### Task to complete
Retype the listing below exactly, pictures removed.
....
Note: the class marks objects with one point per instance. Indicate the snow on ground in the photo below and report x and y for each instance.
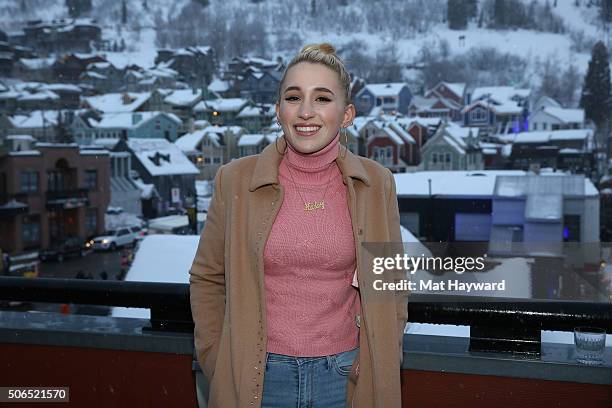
(160, 258)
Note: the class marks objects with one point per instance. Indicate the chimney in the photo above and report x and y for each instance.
(136, 117)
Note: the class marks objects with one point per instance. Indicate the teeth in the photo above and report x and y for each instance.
(307, 129)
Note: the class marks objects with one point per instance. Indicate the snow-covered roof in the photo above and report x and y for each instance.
(152, 264)
(449, 183)
(249, 111)
(133, 120)
(499, 94)
(36, 119)
(566, 115)
(545, 136)
(218, 85)
(456, 87)
(546, 184)
(489, 183)
(189, 141)
(183, 97)
(118, 102)
(160, 157)
(37, 63)
(388, 89)
(222, 105)
(62, 87)
(250, 140)
(146, 190)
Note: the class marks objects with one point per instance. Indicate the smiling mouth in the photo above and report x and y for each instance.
(307, 130)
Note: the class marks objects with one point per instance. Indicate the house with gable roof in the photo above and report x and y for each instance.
(389, 144)
(497, 109)
(194, 65)
(556, 118)
(444, 100)
(221, 111)
(452, 148)
(139, 125)
(162, 164)
(374, 99)
(219, 146)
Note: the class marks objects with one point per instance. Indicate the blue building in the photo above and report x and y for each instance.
(386, 98)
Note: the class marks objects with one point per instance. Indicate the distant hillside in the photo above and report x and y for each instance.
(380, 40)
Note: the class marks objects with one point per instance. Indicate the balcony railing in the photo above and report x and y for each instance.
(13, 204)
(502, 363)
(68, 198)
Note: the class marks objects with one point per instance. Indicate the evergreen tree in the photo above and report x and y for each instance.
(606, 10)
(124, 12)
(595, 98)
(471, 8)
(457, 14)
(499, 14)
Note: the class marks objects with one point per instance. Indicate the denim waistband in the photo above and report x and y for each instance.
(300, 360)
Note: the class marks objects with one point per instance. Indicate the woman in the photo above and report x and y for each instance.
(278, 322)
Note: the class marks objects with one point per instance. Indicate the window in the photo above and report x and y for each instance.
(91, 221)
(91, 179)
(29, 181)
(571, 228)
(30, 231)
(478, 115)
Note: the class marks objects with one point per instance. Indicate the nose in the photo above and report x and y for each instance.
(305, 111)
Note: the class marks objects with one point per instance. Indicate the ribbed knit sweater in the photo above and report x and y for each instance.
(309, 261)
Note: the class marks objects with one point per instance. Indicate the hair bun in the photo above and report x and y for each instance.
(325, 48)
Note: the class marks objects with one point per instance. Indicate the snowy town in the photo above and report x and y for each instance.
(109, 149)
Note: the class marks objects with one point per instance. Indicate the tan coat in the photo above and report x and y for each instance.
(227, 281)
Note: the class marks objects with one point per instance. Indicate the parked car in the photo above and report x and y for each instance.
(139, 233)
(114, 239)
(61, 249)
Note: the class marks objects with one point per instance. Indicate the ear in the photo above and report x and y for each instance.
(349, 115)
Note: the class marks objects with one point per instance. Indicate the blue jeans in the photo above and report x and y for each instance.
(307, 382)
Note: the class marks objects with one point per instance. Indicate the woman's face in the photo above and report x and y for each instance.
(311, 109)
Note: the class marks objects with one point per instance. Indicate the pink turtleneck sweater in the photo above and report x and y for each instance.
(309, 261)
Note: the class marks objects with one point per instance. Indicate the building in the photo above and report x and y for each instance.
(497, 109)
(452, 148)
(391, 98)
(126, 125)
(51, 192)
(572, 150)
(161, 163)
(498, 206)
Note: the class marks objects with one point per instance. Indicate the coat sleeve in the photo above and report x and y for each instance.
(401, 297)
(207, 283)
....
### Exercise response
Note: the class marks objects with one point per instance. Indicate the snow on ground in the photo below and report x and y for each instance.
(160, 258)
Note: the class marks objects with one point per instance. Indicate the chimney in the photo above and report x and y for each instance.
(136, 117)
Note: the class marks objects with one point per instance. Indicate the teeth in the photo above and report x and y for each instance.
(307, 129)
Note: the class marks objects with one point per instance. Indicate the snow-covered roof in the photo above and report x and y for each instance.
(152, 264)
(449, 183)
(249, 111)
(133, 120)
(499, 94)
(36, 119)
(566, 115)
(545, 136)
(218, 85)
(456, 87)
(546, 184)
(489, 183)
(189, 141)
(183, 97)
(118, 102)
(160, 157)
(37, 63)
(388, 89)
(222, 105)
(62, 87)
(250, 140)
(146, 190)
Note: the class marks objects with one point per instance. Indicate the smiling mouth in the photo above and report x and y for each instance.
(307, 130)
Note: the class marks objects with one point per instance. Indicate the house with gable roof in the photo above and report x and y for each instance.
(389, 144)
(497, 109)
(194, 65)
(556, 118)
(444, 100)
(221, 111)
(452, 148)
(139, 125)
(162, 164)
(374, 99)
(219, 146)
Note: the class marks objects with one point per instance. Indicate the blue building in the photo above and report x and y for each instance.
(386, 98)
Note: the class marks objects with one point per instance. Indicate the distant hillside in the photo above and report x and y for each instance.
(380, 40)
Note: the class marks objects with one point per instance. Indicate the balcony railing in the photo above and report x and y for each instance.
(13, 204)
(502, 363)
(68, 198)
Note: the class marks objects with one point per instance. Indicate the evergreen tree in the photo above and report x and y for each instance.
(606, 10)
(124, 12)
(595, 98)
(471, 8)
(457, 14)
(499, 14)
Note: the class marks objects with one point per instance. Indicate the denim waistband in the photo above and report x and y for each instance.
(300, 360)
Note: the class marks objects with one point per instance. Indicate the woman in the photo above and report x and y for each instance.
(278, 322)
Note: the class marks objects with one point per instance. Indicate the window in the photo above and report x and y for each instance.
(91, 221)
(91, 179)
(29, 181)
(571, 228)
(30, 231)
(478, 115)
Note: the class marks objects with one point per instance. Indicate the nose in the photo above and report x and y for each instance.
(305, 111)
Note: the class marks objects with one point per instance. Indicate the ribbed knit sweater in the photo above and report x and y for each instance.
(309, 261)
Note: the class marks objects with one point per instance. Indicate the hair bun in the photo above and report x and y for each instance.
(325, 48)
Note: the class marks objects with one point per instance. Indicate the snowy town in the photo above and report x and y for each instance.
(109, 149)
Note: the class marks objects with one point per instance. Indicate the tan coat in the photo above and report x and y for each instance.
(227, 281)
Note: the class marks objects with one point per instance. Indicate the parked car in the photo above and report x and y for each instance.
(139, 233)
(114, 239)
(61, 249)
Note: the class marks objects with one point per instance. Indicate the ear in the photo above and report x and y for each instance.
(349, 115)
Note: the class marks objects with one point per instance. Indicate the blue jeans in the photo above and report x and y for each instance.
(307, 382)
Note: the class marks objects with one point per instance. Indicate the woman's face in the photo above and report x and y for each instance.
(311, 109)
Note: the class marks objects with one point per instance. Indicate the pink turtleneck sweater in the photo above and report x and y for each instance.
(309, 261)
Note: the class marks objects with one point per instance. Indicate the building in the photo above and report x and y for each instance.
(497, 109)
(452, 148)
(391, 98)
(126, 125)
(51, 192)
(572, 150)
(161, 163)
(498, 206)
Note: the class marks objects with one point per instance. Indicate the coat sleeve in the photo above and report x and y for each instance.
(401, 297)
(207, 283)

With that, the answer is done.